## Texto seleccionado:
Este texto es muy significativo. El paso del
tiempo se convierte en árbitro de la justicia, en principio de lo justo e
injusto. La justicia tiene que luchar contra la historia. Suena entonces a
sarcástica la tesis hegeliana que entroniza a la historia como tribunal del
mundo (“die Weltgeschichte als Weltgericht”) porque la historia, el paso del
tiempo, está preñado de olvido.
Pero ¿es eso así? ¿“el paso del tiempo” borra
realmente el pasado?. Por “paso del tiempo” entendemos un espacio temporal en
el que nadie ha querido hacer valer ese pasado injusto, de suerte que la
historia de unos y otros se ha ido conformando sin que ese pasado haya tenido
peso alguno. Y si, de repente, viene alguien reclamando unas tierras que
robaron al bisabuelo o justicia por un asesinato perpetrado contra el abuelo,
se le dirá que no es de este mundo, que está anclado en el pasado, como un
espectro. Hacer caso a esas demandas es lo que, a los ojos de Stuart Mill
causaría una injusticia mayor que la que se quiere reparar.
El error de este planteamiento consiste en
pensar que existe “un espacio temporal en el que nadie ha querido hacer valer
ese pasado injusto”. La víctima lo ha querido hacer valer pero su voz ira
inaudible. Para ella el tiempo no pasa, sino que está suspendido, esperando que
se le haga justicia. Es verdad que la historia de unos y otros se ha conformado
sin que ese pasado haya tenido peso alguno. La historia de España durante el
franquismo se hizo sin que pesara la II
República ; y en el Chile de Pinochet poco juego podía tener
Allende, pero eso no significa que la historia real sea el tribunal de la
historia.
La realidad es, en cualquier caso, algo más
que lo que ha ocurrido de hecho, algo más que la pura facticidad. De la realidad
forman parte los no-hechos: lo que pudo ser y no se lo permitió, incluso lo que
tuvo lugar pero fue derrotado y así sepultado por el peso de los triunfadores.

## Tarea escrita 1:
Devuelve todas las líneas de los registros que contengan la cadena "before".
El texto y los registros proceden de fuentes distintas.

## Registros de datos:
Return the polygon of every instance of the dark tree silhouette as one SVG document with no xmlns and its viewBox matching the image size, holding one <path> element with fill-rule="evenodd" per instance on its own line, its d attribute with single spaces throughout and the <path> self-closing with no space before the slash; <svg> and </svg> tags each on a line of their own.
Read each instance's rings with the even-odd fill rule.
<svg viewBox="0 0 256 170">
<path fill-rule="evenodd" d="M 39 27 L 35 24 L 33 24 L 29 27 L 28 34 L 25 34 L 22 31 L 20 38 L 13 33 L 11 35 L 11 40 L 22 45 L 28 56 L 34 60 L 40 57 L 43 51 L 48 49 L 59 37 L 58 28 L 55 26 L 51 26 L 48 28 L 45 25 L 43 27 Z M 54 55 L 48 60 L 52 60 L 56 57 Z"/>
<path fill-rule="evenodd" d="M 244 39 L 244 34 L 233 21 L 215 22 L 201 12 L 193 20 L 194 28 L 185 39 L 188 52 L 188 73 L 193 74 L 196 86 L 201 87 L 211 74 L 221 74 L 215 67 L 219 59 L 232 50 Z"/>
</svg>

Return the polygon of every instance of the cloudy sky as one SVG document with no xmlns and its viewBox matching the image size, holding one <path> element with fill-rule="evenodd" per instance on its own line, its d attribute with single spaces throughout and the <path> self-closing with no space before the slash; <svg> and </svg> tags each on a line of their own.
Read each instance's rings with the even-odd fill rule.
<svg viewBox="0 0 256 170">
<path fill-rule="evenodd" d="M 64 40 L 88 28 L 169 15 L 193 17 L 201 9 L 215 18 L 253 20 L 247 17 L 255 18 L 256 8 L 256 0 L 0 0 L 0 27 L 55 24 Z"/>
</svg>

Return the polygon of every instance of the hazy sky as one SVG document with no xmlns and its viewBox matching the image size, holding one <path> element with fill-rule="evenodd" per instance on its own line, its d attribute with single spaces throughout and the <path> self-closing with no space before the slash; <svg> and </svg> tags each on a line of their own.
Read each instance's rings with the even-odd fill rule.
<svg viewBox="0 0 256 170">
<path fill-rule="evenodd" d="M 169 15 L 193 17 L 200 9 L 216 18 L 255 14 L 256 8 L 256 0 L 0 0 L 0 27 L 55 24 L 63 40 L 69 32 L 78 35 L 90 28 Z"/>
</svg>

## Tarea escrita 2:
Copia del texto sobre la justicia y el paso del tiempo el fragmento que empieza en "Pero ¿es eso" y termina en "se quiere reparar.".

## Solución escrita 1:
Return the polygon of every instance of the dark tree silhouette as one SVG document with no xmlns and its viewBox matching the image size, holding one <path> element with fill-rule="evenodd" per instance on its own line, its d attribute with single spaces throughout and the <path> self-closing with no space before the slash; <svg> and </svg> tags each on a line of their own.
Return the polygon of every instance of the cloudy sky as one SVG document with no xmlns and its viewBox matching the image size, holding one <path> element with fill-rule="evenodd" per instance on its own line, its d attribute with single spaces throughout and the <path> self-closing with no space before the slash; <svg> and </svg> tags each on a line of their own.
Return the polygon of every instance of the hazy sky as one SVG document with no xmlns and its viewBox matching the image size, holding one <path> element with fill-rule="evenodd" per instance on its own line, its d attribute with single spaces throughout and the <path> self-closing with no space before the slash; <svg> and </svg> tags each on a line of their own.

## Solución escrita 2:
Pero ¿es eso así? ¿“el paso del tiempo” borra
realmente el pasado?. Por “paso del tiempo” entendemos un espacio temporal en
el que nadie ha querido hacer valer ese pasado injusto, de suerte que la
historia de unos y otros se ha ido conformando sin que ese pasado haya tenido
peso alguno. Y si, de repente, viene alguien reclamando unas tierras que
robaron al bisabuelo o justicia por un asesinato perpetrado contra el abuelo,
se le dirá que no es de este mundo, que está anclado en el pasado, como un
espectro. Hacer caso a esas demandas es lo que, a los ojos de Stuart Mill
causaría una injusticia mayor que la que se quiere reparar.